About this exercise :: In the data below, count how many lines contain "pointer" and give that number by itself.

Extracted records
========================================

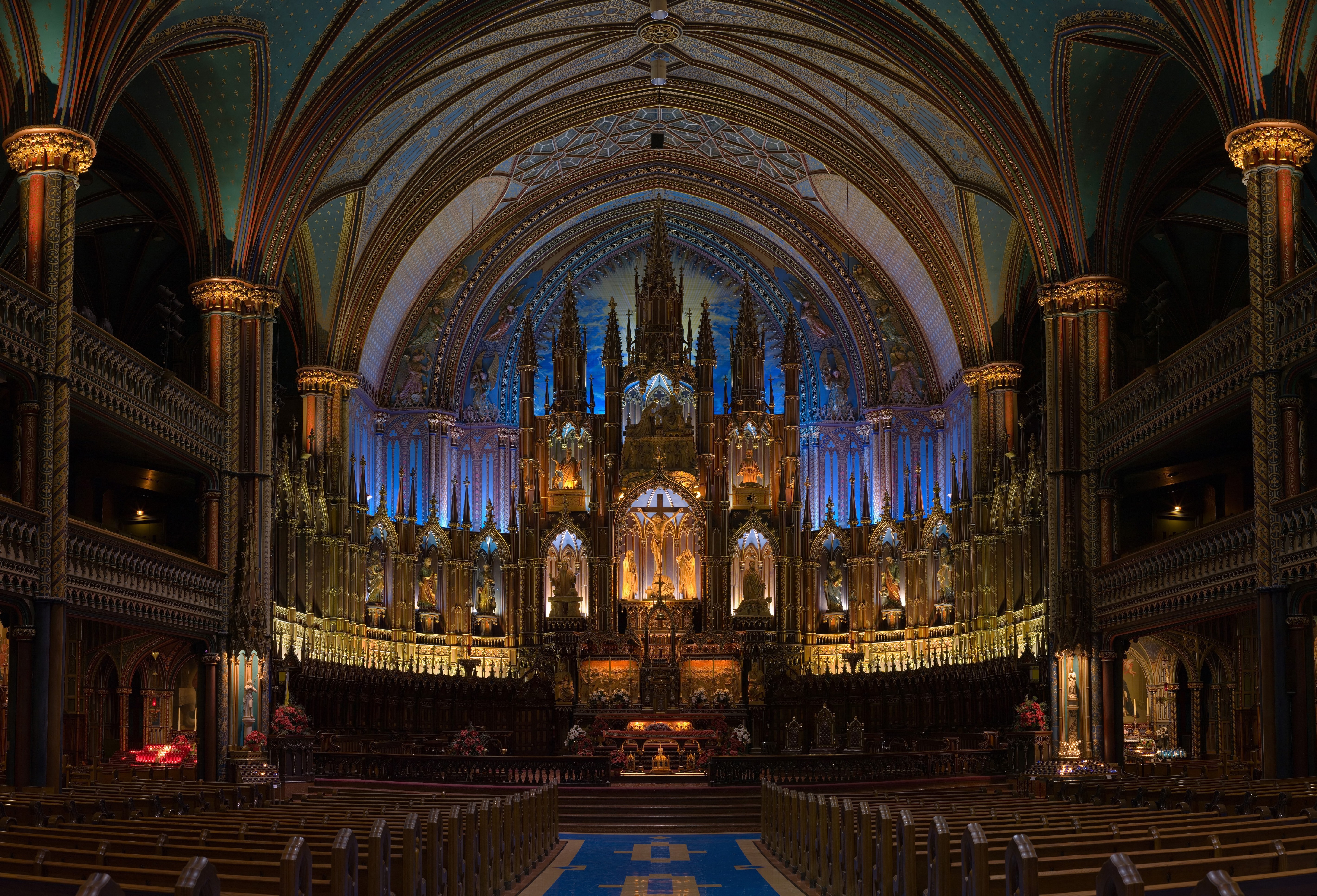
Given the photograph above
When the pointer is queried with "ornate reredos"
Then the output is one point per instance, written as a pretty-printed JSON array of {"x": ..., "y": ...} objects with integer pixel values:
[{"x": 626, "y": 526}]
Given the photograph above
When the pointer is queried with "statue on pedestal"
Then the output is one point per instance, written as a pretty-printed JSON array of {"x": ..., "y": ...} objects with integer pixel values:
[
  {"x": 833, "y": 587},
  {"x": 630, "y": 579},
  {"x": 752, "y": 595},
  {"x": 687, "y": 575}
]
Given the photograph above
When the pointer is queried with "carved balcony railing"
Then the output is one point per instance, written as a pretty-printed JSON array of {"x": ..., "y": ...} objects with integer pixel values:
[
  {"x": 23, "y": 319},
  {"x": 120, "y": 382},
  {"x": 1296, "y": 530},
  {"x": 1209, "y": 565},
  {"x": 20, "y": 531},
  {"x": 1200, "y": 375},
  {"x": 114, "y": 574},
  {"x": 112, "y": 377}
]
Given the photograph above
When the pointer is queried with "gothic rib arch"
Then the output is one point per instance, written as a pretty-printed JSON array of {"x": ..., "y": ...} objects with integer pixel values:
[
  {"x": 884, "y": 183},
  {"x": 627, "y": 227}
]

========================================

Solution below :: 4